[Entries from a point annotation set]
■ ■ ■ ■ ■

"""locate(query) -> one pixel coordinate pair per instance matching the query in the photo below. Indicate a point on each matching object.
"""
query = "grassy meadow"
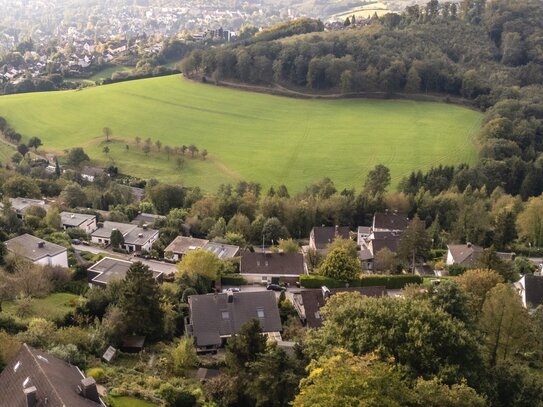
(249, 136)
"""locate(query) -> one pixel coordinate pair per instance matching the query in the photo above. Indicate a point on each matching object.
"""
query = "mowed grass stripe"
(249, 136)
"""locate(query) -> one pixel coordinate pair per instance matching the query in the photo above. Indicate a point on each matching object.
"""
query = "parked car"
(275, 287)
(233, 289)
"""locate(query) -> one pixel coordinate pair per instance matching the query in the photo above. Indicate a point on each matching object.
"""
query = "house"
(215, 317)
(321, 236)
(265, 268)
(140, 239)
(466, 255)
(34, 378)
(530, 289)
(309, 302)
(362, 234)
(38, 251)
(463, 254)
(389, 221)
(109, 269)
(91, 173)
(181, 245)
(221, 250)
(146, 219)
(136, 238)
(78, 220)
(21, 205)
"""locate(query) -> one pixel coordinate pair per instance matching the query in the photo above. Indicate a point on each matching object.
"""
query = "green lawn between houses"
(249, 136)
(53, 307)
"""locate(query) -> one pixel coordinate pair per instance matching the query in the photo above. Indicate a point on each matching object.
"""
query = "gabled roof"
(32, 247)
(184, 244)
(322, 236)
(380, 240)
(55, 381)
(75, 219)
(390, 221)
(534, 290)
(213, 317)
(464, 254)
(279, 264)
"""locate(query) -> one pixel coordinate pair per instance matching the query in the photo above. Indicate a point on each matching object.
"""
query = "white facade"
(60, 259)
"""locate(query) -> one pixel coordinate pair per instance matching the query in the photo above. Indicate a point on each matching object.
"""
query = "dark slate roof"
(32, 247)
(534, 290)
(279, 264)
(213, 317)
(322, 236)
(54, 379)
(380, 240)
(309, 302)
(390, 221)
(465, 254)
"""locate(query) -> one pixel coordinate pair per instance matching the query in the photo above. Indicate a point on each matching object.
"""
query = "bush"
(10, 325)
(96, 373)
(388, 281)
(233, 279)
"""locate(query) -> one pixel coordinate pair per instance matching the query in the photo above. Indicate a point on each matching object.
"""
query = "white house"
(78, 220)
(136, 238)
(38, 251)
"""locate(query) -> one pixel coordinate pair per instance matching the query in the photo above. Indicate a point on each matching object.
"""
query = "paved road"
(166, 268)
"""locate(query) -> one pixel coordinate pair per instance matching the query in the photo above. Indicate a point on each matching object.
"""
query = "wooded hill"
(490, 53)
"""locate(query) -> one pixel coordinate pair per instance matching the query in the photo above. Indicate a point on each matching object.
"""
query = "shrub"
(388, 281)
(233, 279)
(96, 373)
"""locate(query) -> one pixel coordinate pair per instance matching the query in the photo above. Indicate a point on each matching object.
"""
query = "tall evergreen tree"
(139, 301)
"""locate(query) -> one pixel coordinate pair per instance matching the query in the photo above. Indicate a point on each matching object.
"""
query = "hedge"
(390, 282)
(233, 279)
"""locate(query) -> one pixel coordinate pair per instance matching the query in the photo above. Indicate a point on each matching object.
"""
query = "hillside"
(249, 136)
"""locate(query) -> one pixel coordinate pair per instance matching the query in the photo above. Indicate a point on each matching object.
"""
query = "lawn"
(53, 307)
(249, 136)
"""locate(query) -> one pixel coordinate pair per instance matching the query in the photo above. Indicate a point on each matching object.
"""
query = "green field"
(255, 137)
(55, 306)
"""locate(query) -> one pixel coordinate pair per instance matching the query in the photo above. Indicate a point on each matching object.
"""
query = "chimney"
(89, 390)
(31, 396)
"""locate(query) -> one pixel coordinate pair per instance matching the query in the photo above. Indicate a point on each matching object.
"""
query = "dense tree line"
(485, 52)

■ ■ ■ ■ ■

EXERCISE DETAILS - Pick out every line of the records that contains the word "white", treating uppercase and lowercase letters as different, and copy each such line in full.

OUTPUT BELOW -
query = "white facade"
query = "white house"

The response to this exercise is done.